[Problem details] In the entries below, find the string "rough" and return each line holding it.

---------- Data extracts ----------

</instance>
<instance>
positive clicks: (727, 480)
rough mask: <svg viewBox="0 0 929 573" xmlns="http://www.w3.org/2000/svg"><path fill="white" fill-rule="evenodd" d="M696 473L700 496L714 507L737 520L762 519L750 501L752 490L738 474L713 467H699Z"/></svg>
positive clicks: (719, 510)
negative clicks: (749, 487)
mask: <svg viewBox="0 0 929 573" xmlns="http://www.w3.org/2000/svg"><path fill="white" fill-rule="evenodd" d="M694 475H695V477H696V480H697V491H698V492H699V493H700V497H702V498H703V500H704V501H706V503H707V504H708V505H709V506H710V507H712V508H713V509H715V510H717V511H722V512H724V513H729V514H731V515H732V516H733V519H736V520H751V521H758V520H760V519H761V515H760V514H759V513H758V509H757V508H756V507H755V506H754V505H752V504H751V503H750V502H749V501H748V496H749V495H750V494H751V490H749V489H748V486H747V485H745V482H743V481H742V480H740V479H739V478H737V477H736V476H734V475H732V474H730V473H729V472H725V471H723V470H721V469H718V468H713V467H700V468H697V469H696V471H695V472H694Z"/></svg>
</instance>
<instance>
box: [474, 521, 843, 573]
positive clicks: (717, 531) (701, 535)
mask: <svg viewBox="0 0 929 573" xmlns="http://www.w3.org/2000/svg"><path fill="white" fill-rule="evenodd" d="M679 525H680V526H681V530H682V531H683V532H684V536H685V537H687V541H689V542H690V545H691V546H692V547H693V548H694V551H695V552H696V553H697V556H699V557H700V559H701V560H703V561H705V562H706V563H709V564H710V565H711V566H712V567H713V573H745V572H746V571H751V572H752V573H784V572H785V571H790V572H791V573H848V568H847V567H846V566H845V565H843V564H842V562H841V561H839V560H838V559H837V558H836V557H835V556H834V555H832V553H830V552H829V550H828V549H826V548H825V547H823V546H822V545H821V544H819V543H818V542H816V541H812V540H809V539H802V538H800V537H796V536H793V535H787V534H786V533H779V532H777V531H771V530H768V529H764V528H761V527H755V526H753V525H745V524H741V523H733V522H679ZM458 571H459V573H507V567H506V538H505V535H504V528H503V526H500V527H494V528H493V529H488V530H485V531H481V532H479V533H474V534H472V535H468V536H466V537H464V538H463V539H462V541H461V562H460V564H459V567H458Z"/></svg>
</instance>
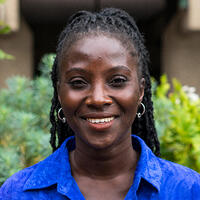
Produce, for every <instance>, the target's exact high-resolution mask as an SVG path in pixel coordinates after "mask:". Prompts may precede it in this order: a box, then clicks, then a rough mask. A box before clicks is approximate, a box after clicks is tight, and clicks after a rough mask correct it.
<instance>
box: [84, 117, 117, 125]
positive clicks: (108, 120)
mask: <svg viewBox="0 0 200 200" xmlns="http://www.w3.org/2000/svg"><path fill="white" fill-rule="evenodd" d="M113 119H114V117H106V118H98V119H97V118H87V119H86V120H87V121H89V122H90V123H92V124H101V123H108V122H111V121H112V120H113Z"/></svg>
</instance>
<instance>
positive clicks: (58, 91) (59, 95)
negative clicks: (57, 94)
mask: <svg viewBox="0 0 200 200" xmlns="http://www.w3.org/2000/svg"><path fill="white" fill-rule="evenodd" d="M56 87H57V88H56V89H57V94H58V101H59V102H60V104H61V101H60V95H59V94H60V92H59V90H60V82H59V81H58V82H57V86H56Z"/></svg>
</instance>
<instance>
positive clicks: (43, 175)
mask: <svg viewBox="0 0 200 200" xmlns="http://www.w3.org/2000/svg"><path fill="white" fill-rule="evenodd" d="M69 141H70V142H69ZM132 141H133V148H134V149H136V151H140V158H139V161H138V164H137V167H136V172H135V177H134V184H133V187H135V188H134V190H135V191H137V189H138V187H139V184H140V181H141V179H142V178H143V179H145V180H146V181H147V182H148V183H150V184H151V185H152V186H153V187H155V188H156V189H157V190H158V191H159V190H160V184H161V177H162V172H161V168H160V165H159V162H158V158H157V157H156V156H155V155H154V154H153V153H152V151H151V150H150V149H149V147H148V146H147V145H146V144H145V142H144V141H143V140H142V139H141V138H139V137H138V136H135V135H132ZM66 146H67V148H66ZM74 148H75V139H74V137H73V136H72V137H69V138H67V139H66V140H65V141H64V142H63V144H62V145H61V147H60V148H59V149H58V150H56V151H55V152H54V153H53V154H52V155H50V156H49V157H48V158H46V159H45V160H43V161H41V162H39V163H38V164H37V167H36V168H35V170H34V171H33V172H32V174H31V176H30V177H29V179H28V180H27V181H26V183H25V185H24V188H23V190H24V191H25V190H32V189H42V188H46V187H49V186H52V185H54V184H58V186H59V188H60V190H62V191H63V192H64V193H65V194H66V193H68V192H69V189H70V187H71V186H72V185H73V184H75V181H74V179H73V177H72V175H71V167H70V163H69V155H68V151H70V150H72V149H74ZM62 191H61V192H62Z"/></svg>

----------

[Answer to this problem]
rough mask: <svg viewBox="0 0 929 573" xmlns="http://www.w3.org/2000/svg"><path fill="white" fill-rule="evenodd" d="M696 473L700 496L714 507L737 520L762 519L750 501L752 490L738 474L713 467H699Z"/></svg>
Produce, for every <instance>, the target's exact high-resolution mask as an SVG path in pixel coordinates after "mask:". Prompts may precede it in this order: a box, then clicks, then a rough mask. A box before clicks is approximate, a box after clicks is tight, and clicks after a rough mask correct it.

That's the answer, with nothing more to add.